◆ Extract to read ◆
----

Gradually, it came down to 48 off 42 balls. With six wickets in hand, the game was sitting in South Africa’s dug-out. A classy hundred from Aiden Markram and a Dewald Brevis blitzkrieg had all but pulled off a memorable run chase for the Proteas. But Matthew Breetzke and Marco Jansen got out in quick succession and India hoped.
Tony de Zorzi jarred his hamstring while taking a second run and although the equation still favoured the tourists – 27 required off 30 balls – a tail-ender, Keshav Maharaj was at the crease to accompany Corbin Bosch. South Africa went on to win the game by four wickets with four balls to spare to square the three-match series. Only the second time, India lost an ODI after scoring 350-plus batting first.
The dew factor made the spinners almost redundant. The ball was like a soap cake and the seamers had to make an impact. Arshdeep Singh went at less than six runs per over in such a high-scoring game. Harshit Rana wasn’t bad either. Prasidh Krishna took two wickets, but his profligacy – an economy rate nor 10 – cancelled out those scalps. India would have won this game if they had a better third seamer. Is Mohammed Shami even worse?
Earlier, it felt like circa 2018 all over again, when the world was his oyster. Seven years ago, Virat Kohli was in his prime. At 37 years of age, he is an old warrior now. The master is having a second wind.

----

◆ Material provided ◆

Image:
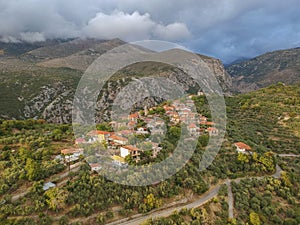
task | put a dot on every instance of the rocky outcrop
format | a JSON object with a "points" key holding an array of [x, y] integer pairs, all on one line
{"points": [[262, 71], [43, 95]]}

----

◆ Exercises ◆
• 1. Write out the match report starting with "Gradually, it came" and going on through "and India hoped.".
• 2. According to the match report, why did the seamers have to make an impact? Explain in one to three sentences.
The data are separate material from the match report.

◆ Answers ◆
• 1.
Gradually, it came down to 48 off 42 balls. With six wickets in hand, the game was sitting in South Africa’s dug-out. A classy hundred from Aiden Markram and a Dewald Brevis blitzkrieg had all but pulled off a memorable run chase for the Proteas. But Matthew Breetzke and Marco Jansen got out in quick succession and India hoped.

• 2. The dew factor made the spinners almost redundant, and the ball was like a soap cake. As a result, the seamers had to make an impact.